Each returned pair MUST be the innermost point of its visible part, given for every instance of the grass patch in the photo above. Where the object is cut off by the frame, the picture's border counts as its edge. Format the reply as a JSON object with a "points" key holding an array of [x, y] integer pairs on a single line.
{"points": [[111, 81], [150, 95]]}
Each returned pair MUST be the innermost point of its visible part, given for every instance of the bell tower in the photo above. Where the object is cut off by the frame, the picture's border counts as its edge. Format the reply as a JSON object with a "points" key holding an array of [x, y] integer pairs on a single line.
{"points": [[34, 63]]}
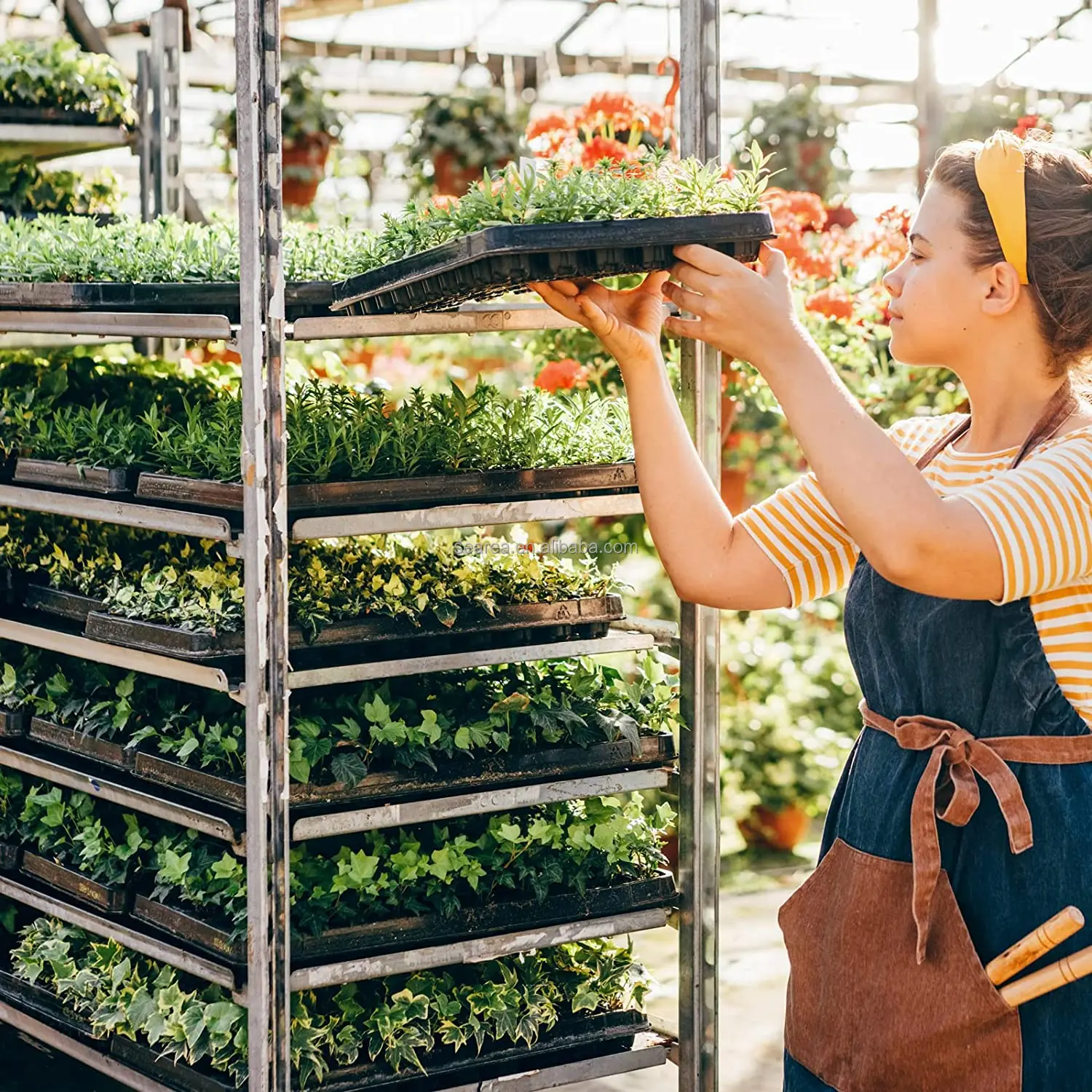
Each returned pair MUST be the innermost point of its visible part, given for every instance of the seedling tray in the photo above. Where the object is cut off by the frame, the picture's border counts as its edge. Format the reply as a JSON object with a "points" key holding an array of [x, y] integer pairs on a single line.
{"points": [[78, 743], [572, 1039], [498, 259], [596, 613], [39, 1002], [387, 786], [13, 725], [105, 899], [63, 604], [386, 493], [100, 480], [303, 298], [183, 925]]}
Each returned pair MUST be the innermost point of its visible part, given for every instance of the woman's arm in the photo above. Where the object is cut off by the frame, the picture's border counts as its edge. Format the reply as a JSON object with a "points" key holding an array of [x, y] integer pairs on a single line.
{"points": [[709, 558], [917, 539]]}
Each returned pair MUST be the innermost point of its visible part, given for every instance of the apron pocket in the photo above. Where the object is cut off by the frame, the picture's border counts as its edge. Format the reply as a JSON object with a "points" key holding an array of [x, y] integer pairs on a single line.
{"points": [[862, 1015]]}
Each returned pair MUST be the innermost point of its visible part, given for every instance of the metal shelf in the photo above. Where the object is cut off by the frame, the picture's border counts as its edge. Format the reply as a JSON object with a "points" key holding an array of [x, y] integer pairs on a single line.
{"points": [[482, 803], [510, 654], [475, 951], [82, 1053], [116, 511], [124, 795], [115, 930], [469, 319], [50, 141], [100, 652], [465, 515], [116, 323]]}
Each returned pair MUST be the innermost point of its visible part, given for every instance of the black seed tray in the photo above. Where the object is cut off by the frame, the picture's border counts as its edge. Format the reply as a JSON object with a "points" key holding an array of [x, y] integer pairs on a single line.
{"points": [[303, 298], [498, 259], [13, 725], [591, 612], [39, 1002], [553, 762], [384, 493], [185, 926], [52, 116], [63, 604], [76, 743], [9, 858], [105, 899], [572, 1039], [100, 480]]}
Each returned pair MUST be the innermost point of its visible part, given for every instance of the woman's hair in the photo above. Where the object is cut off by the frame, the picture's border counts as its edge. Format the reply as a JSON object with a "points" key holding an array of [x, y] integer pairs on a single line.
{"points": [[1059, 194]]}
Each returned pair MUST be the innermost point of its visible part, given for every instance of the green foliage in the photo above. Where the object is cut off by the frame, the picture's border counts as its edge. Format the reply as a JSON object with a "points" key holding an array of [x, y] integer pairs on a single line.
{"points": [[25, 188], [559, 194], [98, 841], [60, 76], [792, 710]]}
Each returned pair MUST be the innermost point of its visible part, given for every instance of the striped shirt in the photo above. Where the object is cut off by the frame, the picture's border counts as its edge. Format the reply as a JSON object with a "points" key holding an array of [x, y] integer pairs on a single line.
{"points": [[1040, 515]]}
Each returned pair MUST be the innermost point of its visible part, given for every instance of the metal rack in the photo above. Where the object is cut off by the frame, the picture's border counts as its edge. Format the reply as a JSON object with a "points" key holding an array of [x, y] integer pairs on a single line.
{"points": [[268, 679]]}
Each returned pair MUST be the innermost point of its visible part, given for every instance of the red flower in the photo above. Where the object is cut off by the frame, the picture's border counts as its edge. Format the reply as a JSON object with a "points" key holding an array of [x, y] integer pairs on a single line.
{"points": [[834, 301], [603, 148], [561, 375]]}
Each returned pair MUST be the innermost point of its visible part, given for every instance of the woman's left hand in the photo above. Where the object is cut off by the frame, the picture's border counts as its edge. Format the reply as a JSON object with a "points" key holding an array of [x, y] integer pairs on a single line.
{"points": [[746, 314]]}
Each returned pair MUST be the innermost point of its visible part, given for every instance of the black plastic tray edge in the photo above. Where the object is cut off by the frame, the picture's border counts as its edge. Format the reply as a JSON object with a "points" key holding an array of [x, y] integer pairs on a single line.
{"points": [[232, 794], [535, 484]]}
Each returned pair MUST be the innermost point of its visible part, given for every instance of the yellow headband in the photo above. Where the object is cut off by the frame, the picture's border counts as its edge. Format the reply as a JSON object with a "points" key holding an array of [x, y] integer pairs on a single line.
{"points": [[1000, 167]]}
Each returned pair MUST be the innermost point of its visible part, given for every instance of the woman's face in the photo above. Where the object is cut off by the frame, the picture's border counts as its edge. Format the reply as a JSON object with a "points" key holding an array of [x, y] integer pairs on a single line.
{"points": [[936, 295]]}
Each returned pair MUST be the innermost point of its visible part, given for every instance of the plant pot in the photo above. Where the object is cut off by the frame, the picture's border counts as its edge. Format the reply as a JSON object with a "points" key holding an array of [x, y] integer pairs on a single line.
{"points": [[304, 166], [450, 178], [775, 830]]}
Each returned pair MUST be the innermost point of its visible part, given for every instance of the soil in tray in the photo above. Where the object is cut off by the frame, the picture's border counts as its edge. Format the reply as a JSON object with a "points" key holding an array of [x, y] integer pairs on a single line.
{"points": [[571, 1040], [39, 1002], [497, 259], [550, 762], [94, 480], [387, 493], [593, 613], [76, 743], [105, 899]]}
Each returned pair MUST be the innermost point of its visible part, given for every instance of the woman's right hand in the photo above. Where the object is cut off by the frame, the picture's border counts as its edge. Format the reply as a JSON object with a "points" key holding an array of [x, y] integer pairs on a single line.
{"points": [[628, 323]]}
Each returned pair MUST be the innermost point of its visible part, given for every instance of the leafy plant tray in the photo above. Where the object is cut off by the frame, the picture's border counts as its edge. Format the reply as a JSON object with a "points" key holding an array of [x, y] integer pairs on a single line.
{"points": [[596, 613], [39, 1002], [495, 260], [63, 604], [78, 743], [96, 480], [435, 489], [387, 786], [416, 930], [13, 724], [303, 298], [105, 899], [572, 1039]]}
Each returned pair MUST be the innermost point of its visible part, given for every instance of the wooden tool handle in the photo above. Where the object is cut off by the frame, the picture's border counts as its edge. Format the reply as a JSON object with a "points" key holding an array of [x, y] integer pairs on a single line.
{"points": [[1051, 978], [1026, 951]]}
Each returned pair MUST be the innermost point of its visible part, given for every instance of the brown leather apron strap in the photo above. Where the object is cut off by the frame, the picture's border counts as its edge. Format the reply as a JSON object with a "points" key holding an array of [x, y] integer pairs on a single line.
{"points": [[965, 756]]}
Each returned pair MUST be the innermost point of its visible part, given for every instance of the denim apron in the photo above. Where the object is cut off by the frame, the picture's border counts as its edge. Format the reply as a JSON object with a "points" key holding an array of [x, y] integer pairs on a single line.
{"points": [[961, 823]]}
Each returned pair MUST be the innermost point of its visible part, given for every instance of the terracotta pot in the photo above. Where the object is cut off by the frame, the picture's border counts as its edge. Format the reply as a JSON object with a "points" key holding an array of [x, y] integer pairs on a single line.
{"points": [[450, 178], [775, 830], [304, 166]]}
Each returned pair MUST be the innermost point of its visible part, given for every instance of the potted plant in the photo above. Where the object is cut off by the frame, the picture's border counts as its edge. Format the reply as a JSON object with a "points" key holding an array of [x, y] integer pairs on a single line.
{"points": [[309, 127], [802, 132], [454, 139]]}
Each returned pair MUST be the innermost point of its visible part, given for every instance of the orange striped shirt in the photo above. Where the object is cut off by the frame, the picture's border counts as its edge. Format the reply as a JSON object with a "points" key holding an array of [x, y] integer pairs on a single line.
{"points": [[1040, 515]]}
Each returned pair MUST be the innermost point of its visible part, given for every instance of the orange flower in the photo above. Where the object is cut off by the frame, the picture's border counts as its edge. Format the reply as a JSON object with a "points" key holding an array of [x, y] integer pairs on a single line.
{"points": [[834, 301], [561, 375]]}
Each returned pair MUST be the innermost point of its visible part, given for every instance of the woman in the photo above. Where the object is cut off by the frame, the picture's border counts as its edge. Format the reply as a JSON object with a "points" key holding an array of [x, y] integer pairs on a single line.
{"points": [[962, 820]]}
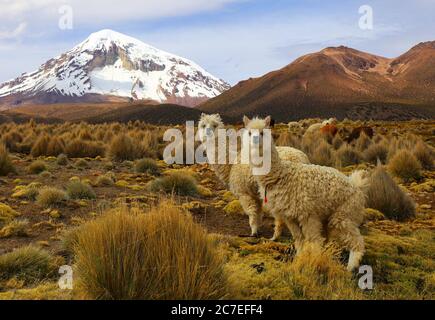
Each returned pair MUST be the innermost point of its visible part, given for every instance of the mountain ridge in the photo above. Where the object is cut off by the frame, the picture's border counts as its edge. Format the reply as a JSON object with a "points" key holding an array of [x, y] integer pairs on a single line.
{"points": [[334, 82]]}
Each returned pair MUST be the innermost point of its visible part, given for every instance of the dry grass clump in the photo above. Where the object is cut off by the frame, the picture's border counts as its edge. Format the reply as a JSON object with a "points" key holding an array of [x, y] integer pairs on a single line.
{"points": [[51, 197], [105, 181], [337, 142], [7, 214], [36, 167], [123, 148], [162, 255], [147, 165], [348, 156], [16, 228], [405, 166], [385, 195], [376, 152], [40, 146], [424, 155], [84, 149], [78, 190], [55, 147], [323, 155], [29, 264], [363, 142], [62, 159], [6, 165], [286, 139], [81, 163], [316, 274], [179, 183]]}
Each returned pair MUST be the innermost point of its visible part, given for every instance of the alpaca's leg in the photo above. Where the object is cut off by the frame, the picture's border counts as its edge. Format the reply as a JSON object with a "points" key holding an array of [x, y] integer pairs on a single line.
{"points": [[252, 208], [279, 225], [296, 232], [312, 228], [347, 233]]}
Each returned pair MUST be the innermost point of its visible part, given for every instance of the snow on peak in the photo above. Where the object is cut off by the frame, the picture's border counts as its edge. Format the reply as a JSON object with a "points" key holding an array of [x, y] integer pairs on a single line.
{"points": [[111, 63]]}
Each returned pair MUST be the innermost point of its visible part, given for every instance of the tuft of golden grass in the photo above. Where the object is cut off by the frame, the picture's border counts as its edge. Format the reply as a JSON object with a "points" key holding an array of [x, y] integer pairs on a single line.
{"points": [[6, 165], [51, 197], [347, 156], [404, 165], [147, 165], [104, 181], [36, 167], [40, 146], [323, 155], [160, 254], [424, 155], [30, 264], [123, 148], [385, 195], [62, 159], [84, 149], [78, 190], [179, 183], [7, 214], [376, 152]]}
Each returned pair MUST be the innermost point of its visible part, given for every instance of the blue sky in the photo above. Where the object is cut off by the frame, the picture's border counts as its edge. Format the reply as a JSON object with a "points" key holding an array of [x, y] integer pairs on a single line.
{"points": [[232, 39]]}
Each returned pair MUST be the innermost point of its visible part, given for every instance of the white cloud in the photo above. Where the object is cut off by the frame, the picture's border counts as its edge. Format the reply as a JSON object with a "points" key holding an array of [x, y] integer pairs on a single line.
{"points": [[6, 34], [88, 12]]}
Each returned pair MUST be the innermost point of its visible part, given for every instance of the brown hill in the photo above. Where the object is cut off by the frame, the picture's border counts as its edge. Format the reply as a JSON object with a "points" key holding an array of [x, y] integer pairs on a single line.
{"points": [[340, 82], [162, 114]]}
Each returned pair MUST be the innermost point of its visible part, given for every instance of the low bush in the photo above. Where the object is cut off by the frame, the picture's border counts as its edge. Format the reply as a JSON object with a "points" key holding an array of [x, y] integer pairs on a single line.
{"points": [[404, 165], [78, 190], [179, 183], [385, 195], [164, 254], [51, 197], [147, 166]]}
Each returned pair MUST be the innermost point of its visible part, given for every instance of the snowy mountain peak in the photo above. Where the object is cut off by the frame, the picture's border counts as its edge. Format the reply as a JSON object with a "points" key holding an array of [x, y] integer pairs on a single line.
{"points": [[111, 64]]}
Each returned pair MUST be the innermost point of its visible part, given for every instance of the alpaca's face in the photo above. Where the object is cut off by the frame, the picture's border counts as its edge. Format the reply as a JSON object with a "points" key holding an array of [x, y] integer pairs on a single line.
{"points": [[257, 136], [208, 126]]}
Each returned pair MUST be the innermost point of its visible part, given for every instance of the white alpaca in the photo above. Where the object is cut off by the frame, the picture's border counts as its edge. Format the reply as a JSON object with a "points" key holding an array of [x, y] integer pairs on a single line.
{"points": [[310, 197], [238, 177]]}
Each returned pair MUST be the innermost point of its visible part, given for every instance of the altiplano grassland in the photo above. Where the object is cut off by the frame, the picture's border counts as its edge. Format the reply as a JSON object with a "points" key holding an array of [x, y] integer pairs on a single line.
{"points": [[63, 186]]}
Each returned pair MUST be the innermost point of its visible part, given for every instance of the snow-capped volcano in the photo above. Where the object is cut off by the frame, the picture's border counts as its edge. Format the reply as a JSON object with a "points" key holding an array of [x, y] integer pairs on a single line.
{"points": [[109, 64]]}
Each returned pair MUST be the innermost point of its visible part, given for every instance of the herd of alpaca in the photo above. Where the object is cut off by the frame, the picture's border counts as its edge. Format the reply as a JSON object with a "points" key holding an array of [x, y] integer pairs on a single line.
{"points": [[317, 204], [239, 179]]}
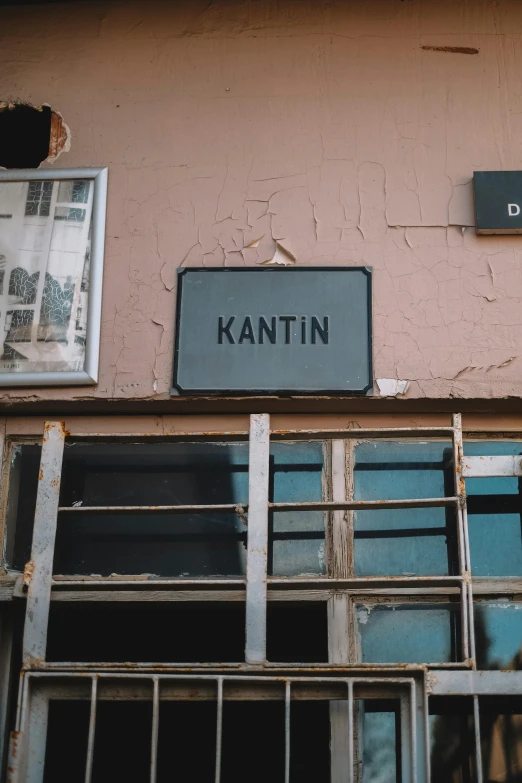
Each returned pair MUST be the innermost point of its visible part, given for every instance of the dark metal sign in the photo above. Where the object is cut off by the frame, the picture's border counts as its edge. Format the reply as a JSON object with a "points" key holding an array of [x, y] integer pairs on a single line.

● ● ● ● ● ● ●

- **What this task involves**
Copy, without the pictures, exactly the lines from the line with "of the snow-capped" through the end of the material above, both ends included.

- **Result of the task**
Each returned pair MUST be the innermost point of its visible part, given for every instance of the snow-capped volcano in the photo above. Where the object is cut off by the frame, the picture's border counts as its edge. Format the reply as a JSON object with a "points" key holding an array of [x, y] integer pairs on a single line.
{"points": [[109, 64]]}
Each returned pair MUST be the innermost point of its visible part, given for every instance of the herd of alpaca in the photo above. Where the object is cut off by the frame, the picture's border counts as its edge. Format the reply as a JSON object with a "points" key holding an array of [x, y] integer pairs on a single line.
{"points": [[317, 204], [239, 179]]}
Each returned pair MUST be the innermost point of its visible part, given for every instance of the dark metal sign in the photo above. Where the object is cut off by the frame, the picture's border counts as its edge. Format the reply as a JSON object with a "points" key holding an array of [x, y] integer pairs on a single line.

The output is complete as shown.